=== Exercise input ===
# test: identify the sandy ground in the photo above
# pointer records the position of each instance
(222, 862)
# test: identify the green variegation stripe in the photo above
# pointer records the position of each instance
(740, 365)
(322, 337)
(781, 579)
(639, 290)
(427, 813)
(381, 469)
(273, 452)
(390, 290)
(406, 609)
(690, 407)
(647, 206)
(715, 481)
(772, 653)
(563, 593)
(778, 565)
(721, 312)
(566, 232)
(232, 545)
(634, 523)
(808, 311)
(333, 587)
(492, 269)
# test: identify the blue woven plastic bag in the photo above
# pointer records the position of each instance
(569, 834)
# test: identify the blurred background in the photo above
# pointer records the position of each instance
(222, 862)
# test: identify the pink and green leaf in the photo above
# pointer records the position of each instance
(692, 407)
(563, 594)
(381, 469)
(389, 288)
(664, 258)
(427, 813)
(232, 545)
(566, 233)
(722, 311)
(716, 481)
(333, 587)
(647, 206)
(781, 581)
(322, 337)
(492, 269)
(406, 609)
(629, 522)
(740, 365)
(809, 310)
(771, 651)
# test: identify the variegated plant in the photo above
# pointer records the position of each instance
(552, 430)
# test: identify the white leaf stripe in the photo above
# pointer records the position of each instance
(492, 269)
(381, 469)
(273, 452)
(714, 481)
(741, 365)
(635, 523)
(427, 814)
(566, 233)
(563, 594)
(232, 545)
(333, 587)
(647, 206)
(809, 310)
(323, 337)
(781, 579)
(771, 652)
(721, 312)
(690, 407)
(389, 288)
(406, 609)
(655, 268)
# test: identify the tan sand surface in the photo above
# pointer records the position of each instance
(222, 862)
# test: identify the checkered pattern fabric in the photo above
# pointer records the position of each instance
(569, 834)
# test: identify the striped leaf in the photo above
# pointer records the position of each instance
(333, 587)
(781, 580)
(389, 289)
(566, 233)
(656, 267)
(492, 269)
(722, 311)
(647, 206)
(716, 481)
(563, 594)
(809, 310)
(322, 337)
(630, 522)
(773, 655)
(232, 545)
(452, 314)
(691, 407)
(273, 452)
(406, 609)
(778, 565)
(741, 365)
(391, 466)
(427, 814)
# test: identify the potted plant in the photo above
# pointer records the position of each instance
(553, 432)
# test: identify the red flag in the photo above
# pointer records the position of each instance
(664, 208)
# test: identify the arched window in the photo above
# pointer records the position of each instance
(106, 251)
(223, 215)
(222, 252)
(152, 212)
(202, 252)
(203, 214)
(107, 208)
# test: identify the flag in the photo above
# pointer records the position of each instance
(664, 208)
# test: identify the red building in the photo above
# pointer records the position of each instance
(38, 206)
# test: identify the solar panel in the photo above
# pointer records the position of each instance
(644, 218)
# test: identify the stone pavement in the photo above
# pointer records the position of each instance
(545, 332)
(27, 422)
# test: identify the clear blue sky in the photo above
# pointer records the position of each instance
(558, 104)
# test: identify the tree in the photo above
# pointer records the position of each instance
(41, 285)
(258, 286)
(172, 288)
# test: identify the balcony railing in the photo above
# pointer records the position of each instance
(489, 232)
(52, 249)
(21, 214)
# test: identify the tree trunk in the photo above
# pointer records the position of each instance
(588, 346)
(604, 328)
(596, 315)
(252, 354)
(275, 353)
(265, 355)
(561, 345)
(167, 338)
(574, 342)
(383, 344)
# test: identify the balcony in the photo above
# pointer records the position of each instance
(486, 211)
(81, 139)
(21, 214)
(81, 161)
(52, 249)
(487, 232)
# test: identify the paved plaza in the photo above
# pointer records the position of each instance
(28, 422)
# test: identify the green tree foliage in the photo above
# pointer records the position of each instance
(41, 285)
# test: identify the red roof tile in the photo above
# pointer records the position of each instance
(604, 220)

=== What you should do ===
In the material above, find each line that contains the word "flag", and select it.

=== Exercise output ===
# test: identify the red flag in the photo above
# test: identify the flag in the photo above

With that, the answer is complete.